• Quoted passage:
In recent days, a Change.org petition also has emerged demanding that Barsa fire a handful of aides with histories of making incendiary comments. That petition, which has gathered more than 1,500 signatures – though it’s not clear how many are from USAID staffers – appears to have been sparked by a ProPublica article about one particular hire, Merritt Corrigan.

ProPublica noted that Corrigan, USAID’s new deputy White House liaison, has in the past alleged that America is “in the clutches of a ‘homo-empire‘” that pushes a “tyrannical LGBT agenda.”

In another online post, ProPublica reported, Corrigan has claimed that “liberal democracy is little more than a front for the war being waged against us by those who fundamentally despise not only our way of life, but life itself.”

Corrigan also has worked for the Hungarian Embassy and called Hungarian Prime Minister Viktor Orban “the shining champion of Western civilization.” Orban is an autocrat whose accumulation of power recently led NGO Freedom House to declare that Hungary is no longer a democracy.

Other top USAID officials whose hiring and promotion have stirred concern are Bethany Kozma, who has spoken derisively of trans people and was recently named deputy chief of staff; and Mark Kevin Lloyd, a new USAID religious freedom adviser who has reportedly slurred Islam, calling it a “barbaric cult” in at least one instance.

Barsa has tried to walk a fine line in responding to the concerns.

On June 2, he sent a lengthy email to staffers bemoaning Floyd’s death. “We don’t tolerate any form of discrimination or prejudice in our ranks and we don’t tolerate it in our work overseas,” Barsa wrote.

Two days later, he issued a statement celebrating Pride Month, observed each year by the LGBTQ community.

But a few days later, Barsa issued a terse public statement decrying “recent news article attacks” on Kozma, Corrigan and Lloyd, subtly distancing himself from their hiring but not addressing any of the concerns about those aides’ past comments.

“Political appointees are appointed at the discretion of the White House to carry out the president’s foreign policy agenda at USAID,” Barsa said. “I have full confidence that each political appointee at USAID has and will continue to implement the president’s policies and agenda to the best of his or her ability.”

That statement alarmed many staffers at USAID, some of whom said it basically negated Barsa’s other assurances on non-discrimination.

Because so many USAID officials work in countries with large Muslim populations, and given that promoting democracy is a major reason for USAID’s existence, some staffers fear that the mixed messaging from Barsa will undermine their work.

The person familiar with the letter on the fallout from Floyd’s death said it avoids getting into the issues brought up by the political appointees because organizers feared touching on that would shut down any chance at a successful conversation.

And while the letter nods to Barsa’s June 2 email, the person said, “many of us felt it didn’t go far enough to acknowledge the present moment.”

Barsa’s predecessor, Mark Green, was widely respected by members of both political parties, and he managed to stay largely under the radar while also launching a reorganization of the agency.

Many observers of USAID were surprised that Barsa was tapped as the acting administrator. Previously, he’d served as USAID’s assistant administrator for the bureau dealing with Latin America.

His elevation — and the hiring of Corrigan and others, which are more likely the White House’s decision than Barsa’s — signaled that USAID might stake out more controversial territory than it did under Green.

Already, Democrats are livid over Barsa’s decision to send a letter to the United Nations warning it not to promote abortion as part of its response to the coronavirus pandemic. Barsa suggested that the U.N. is “cynically” promoting abortion under the cover of “sexual and reproductive health services.”

“I urge you to stop politicizing the historically bipartisan humanitarian assistance the United States provides and ensure that comprehensive life-saving assistance is continued,” House Foreign Affairs Committee Chairman Eliot Engel (D-N.Y.) wrote in a rebuttal to Barsa.

• What you need to do:
**1)** Write out the part of the USAID article starting at "Barsa has tried" and ending at "aides’ past comments.", word for word.
**2)** In the USAID article, what position did Barsa hold before becoming acting administrator?

• Extracted records:
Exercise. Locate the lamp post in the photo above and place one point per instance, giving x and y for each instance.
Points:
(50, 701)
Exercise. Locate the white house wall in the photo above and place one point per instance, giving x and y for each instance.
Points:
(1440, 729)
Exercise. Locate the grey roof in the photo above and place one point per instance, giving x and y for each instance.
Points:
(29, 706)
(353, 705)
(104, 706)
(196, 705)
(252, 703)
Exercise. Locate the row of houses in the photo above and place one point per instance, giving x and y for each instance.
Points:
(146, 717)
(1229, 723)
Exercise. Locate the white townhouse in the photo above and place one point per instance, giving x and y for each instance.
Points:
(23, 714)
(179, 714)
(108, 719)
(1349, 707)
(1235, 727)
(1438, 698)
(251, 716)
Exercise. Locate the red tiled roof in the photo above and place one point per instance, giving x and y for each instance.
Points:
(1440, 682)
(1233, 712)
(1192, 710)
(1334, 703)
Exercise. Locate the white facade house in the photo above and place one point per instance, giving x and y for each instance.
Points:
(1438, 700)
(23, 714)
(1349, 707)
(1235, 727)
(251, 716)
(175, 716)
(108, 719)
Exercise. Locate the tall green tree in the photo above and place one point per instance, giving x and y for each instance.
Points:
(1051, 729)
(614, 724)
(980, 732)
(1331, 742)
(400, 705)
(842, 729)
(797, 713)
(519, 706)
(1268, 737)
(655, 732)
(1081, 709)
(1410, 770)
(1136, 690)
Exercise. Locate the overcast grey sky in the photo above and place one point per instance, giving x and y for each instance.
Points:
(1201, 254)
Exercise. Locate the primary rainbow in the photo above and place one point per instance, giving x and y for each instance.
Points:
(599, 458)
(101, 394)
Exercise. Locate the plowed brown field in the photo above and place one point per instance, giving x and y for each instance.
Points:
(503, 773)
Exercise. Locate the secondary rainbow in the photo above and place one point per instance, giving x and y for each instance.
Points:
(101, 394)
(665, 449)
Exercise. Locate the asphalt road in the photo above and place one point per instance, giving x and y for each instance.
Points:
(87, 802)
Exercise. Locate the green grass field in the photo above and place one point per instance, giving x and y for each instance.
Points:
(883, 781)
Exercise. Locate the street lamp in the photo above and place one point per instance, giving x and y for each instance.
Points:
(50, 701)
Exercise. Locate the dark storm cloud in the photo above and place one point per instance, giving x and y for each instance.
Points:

• Answers to the tasks:
**1)**
Barsa has tried to walk a fine line in responding to the concerns.

On June 2, he sent a lengthy email to staffers bemoaning Floyd’s death. “We don’t tolerate any form of discrimination or prejudice in our ranks and we don’t tolerate it in our work overseas,” Barsa wrote.

Two days later, he issued a statement celebrating Pride Month, observed each year by the LGBTQ community.

But a few days later, Barsa issued a terse public statement decrying “recent news article attacks” on Kozma, Corrigan and Lloyd, subtly distancing himself from their hiring but not addressing any of the concerns about those aides’ past comments.

**2)** He was USAID's assistant administrator for the bureau dealing with Latin America.